Text shown:
=-=-=

Showing posts with label M-----. Show all posts
Showing posts with label M-----. Show all posts

Monday, June 28, 2010

Monday, Monday, So Good To Me..

Ah, Mondays. I suppose after reading thousands of Garfield comics in my younger days, I've been conditioned to loathe mondays (love lasagna and kick Odie off the table). But there's something about Mondays that creeps under my skin and crawls around like nobody's business (like those darn scarab beetles). But such is the life of this working stiff. Another week, another $300 (that sounds pretty sad, but hey, it's a summer job. Much better than minimum wage).

Today we covered Bones. Though this was an experiment I had covered previously with Angela She's Demos class a few months back, I've learned not to expect much from little kids. But surely rolling paper tubes is a simple enough task for them. Right?

Ah, to be so young and so naive. The experiment is to show why bones are hollow. Paper is rolled into loose hollow tubes as well as tight "solid" tubes to model the two potential bone designs. Then, stuff's piled on top to see which bone design is stronger. Now the hardest part of the experiment is the rolling of the tubes. I had a busy morning, and didn't have enough time to prep paper strips for them to just roll. So I stupidly figured I would have them tear their own strips. I gave each of them a sheet of copier paper and told them to rip it into four long strips. I even showed them how to do it and walked them step by step, showing them every crease and every rip. Even then, I had the perennial hopeless cases come up to me (read: N----) and whine that it was too hard. Some of these kids need to put down their DS's and learn how to do simple, everyday tasks.

Overall the experiment went well, I suppose. Today's lesson could be summarized in to a short Mr. Sakimoto Mantra: "HOLLOW BONES ARE STRONGER", which is always a good thing. I had a little issue with a group of boys in the C group, who upon making their solid bone rolls, began to pretend smoking with them. I was furious, for obvious reasons. At least they were smoking them like cigarettes, rather than joints, which is somewhat redeeming, I suppose.

=-=-=

Data lines:
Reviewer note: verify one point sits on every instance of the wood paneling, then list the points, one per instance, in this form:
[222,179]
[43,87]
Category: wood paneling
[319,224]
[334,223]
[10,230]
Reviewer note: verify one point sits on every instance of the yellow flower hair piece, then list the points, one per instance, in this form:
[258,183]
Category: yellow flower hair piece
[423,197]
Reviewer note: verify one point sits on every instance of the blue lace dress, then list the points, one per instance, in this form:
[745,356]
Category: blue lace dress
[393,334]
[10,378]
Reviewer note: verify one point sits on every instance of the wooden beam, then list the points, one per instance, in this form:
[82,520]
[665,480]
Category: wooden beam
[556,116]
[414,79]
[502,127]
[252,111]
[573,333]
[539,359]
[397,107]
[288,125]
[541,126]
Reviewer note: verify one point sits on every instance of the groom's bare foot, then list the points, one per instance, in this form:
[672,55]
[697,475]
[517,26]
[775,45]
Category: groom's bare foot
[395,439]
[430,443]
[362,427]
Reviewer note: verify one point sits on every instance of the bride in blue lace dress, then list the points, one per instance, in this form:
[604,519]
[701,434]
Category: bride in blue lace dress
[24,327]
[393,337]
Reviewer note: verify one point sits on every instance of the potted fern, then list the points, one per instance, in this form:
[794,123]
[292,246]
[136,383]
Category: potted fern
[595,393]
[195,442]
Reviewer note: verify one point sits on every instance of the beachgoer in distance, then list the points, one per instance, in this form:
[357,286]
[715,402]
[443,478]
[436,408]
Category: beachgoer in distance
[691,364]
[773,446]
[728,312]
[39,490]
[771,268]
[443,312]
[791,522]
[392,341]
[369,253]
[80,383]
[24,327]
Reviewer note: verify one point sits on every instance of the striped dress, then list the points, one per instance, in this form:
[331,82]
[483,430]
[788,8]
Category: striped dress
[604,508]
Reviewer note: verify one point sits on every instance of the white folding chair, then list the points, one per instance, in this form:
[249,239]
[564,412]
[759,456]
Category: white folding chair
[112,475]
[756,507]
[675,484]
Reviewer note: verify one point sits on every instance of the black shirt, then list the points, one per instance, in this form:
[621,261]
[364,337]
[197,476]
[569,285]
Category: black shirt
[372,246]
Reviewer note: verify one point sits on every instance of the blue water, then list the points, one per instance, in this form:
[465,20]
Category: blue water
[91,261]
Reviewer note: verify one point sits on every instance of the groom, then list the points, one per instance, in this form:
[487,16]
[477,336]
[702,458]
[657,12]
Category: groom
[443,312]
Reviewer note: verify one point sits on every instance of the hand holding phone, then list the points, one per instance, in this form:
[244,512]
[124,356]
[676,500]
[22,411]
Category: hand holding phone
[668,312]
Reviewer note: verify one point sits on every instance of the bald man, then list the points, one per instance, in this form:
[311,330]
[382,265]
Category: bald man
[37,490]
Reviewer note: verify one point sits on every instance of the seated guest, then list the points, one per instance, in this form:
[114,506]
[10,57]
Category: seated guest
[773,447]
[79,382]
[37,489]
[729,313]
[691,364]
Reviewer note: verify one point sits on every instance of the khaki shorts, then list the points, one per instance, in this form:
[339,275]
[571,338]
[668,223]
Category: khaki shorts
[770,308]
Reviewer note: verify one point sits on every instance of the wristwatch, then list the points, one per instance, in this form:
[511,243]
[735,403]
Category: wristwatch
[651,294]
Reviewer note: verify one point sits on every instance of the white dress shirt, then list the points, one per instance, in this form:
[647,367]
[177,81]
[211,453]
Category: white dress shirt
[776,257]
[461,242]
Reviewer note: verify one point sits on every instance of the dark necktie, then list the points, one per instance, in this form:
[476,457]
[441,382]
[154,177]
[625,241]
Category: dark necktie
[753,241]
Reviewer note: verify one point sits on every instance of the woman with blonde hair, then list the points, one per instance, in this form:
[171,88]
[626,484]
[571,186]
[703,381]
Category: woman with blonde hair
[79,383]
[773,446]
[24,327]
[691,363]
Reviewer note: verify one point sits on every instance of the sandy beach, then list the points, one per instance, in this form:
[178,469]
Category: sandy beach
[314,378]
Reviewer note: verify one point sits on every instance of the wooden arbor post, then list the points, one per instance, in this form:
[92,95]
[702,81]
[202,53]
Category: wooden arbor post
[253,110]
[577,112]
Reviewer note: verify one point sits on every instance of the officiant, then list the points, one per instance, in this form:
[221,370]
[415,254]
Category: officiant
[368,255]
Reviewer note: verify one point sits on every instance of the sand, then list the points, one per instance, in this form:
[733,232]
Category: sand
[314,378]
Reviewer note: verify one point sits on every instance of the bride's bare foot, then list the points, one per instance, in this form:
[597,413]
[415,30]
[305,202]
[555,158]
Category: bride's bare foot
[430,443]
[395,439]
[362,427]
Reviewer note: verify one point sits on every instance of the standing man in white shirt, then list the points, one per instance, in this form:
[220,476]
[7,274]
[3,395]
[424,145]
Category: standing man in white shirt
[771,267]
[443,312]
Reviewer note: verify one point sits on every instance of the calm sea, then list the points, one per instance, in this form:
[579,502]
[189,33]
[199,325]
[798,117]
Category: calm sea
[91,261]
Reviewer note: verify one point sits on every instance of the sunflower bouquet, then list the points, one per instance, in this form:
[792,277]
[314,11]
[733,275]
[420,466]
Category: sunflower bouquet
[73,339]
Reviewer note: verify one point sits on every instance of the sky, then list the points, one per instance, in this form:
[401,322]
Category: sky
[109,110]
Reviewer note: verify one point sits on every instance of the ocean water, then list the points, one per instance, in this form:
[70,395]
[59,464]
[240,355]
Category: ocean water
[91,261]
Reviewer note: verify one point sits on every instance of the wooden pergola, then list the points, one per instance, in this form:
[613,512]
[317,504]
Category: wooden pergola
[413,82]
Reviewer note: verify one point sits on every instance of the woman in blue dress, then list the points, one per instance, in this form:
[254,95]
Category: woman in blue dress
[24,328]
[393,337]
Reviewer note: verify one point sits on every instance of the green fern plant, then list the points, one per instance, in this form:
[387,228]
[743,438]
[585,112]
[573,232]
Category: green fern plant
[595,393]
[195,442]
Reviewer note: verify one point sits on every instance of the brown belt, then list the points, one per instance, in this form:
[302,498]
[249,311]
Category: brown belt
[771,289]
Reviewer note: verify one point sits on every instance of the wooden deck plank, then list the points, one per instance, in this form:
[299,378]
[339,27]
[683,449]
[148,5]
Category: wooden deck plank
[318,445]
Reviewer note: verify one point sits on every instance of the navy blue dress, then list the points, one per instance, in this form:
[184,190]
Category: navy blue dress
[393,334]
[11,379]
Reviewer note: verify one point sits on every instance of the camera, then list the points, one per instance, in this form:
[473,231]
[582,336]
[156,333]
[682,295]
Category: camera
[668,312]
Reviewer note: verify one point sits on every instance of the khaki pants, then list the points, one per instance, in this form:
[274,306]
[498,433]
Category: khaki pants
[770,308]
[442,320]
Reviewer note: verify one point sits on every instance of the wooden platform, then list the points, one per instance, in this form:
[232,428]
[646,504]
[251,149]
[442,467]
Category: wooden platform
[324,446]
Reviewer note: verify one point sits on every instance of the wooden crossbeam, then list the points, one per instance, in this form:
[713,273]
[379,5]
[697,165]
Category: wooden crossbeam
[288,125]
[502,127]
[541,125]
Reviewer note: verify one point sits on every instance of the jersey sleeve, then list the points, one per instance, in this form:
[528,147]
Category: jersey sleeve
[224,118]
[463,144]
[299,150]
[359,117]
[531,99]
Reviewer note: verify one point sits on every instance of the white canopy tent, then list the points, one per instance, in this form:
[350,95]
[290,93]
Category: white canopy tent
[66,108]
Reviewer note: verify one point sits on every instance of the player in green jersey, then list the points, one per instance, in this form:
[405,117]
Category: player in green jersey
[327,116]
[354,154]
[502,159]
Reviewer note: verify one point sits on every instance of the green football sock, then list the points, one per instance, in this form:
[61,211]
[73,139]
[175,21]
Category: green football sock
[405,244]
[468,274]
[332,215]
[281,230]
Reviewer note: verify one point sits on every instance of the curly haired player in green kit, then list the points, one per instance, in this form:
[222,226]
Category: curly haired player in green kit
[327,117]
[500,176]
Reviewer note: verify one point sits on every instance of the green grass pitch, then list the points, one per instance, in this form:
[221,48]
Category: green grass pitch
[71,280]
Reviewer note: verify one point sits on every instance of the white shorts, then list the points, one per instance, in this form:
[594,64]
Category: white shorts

=-=-=

Copy out the blog post above about Mondays and the hollow bones lesson, word for word from start to finish.

Answer to the exercise:
Showing posts with label M-----. Show all posts
Showing posts with label M-----. Show all posts

Monday, June 28, 2010

Monday, Monday, So Good To Me..

Ah, Mondays. I suppose after reading thousands of Garfield comics in my younger days, I've been conditioned to loathe mondays (love lasagna and kick Odie off the table). But there's something about Mondays that creeps under my skin and crawls around like nobody's business (like those darn scarab beetles). But such is the life of this working stiff. Another week, another $300 (that sounds pretty sad, but hey, it's a summer job. Much better than minimum wage).

Today we covered Bones. Though this was an experiment I had covered previously with Angela She's Demos class a few months back, I've learned not to expect much from little kids. But surely rolling paper tubes is a simple enough task for them. Right?

Ah, to be so young and so naive. The experiment is to show why bones are hollow. Paper is rolled into loose hollow tubes as well as tight "solid" tubes to model the two potential bone designs. Then, stuff's piled on top to see which bone design is stronger. Now the hardest part of the experiment is the rolling of the tubes. I had a busy morning, and didn't have enough time to prep paper strips for them to just roll. So I stupidly figured I would have them tear their own strips. I gave each of them a sheet of copier paper and told them to rip it into four long strips. I even showed them how to do it and walked them step by step, showing them every crease and every rip. Even then, I had the perennial hopeless cases come up to me (read: N----) and whine that it was too hard. Some of these kids need to put down their DS's and learn how to do simple, everyday tasks.

Overall the experiment went well, I suppose. Today's lesson could be summarized in to a short Mr. Sakimoto Mantra: "HOLLOW BONES ARE STRONGER", which is always a good thing. I had a little issue with a group of boys in the C group, who upon making their solid bone rolls, began to pretend smoking with them. I was furious, for obvious reasons. At least they were smoking them like cigarettes, rather than joints, which is somewhat redeeming, I suppose.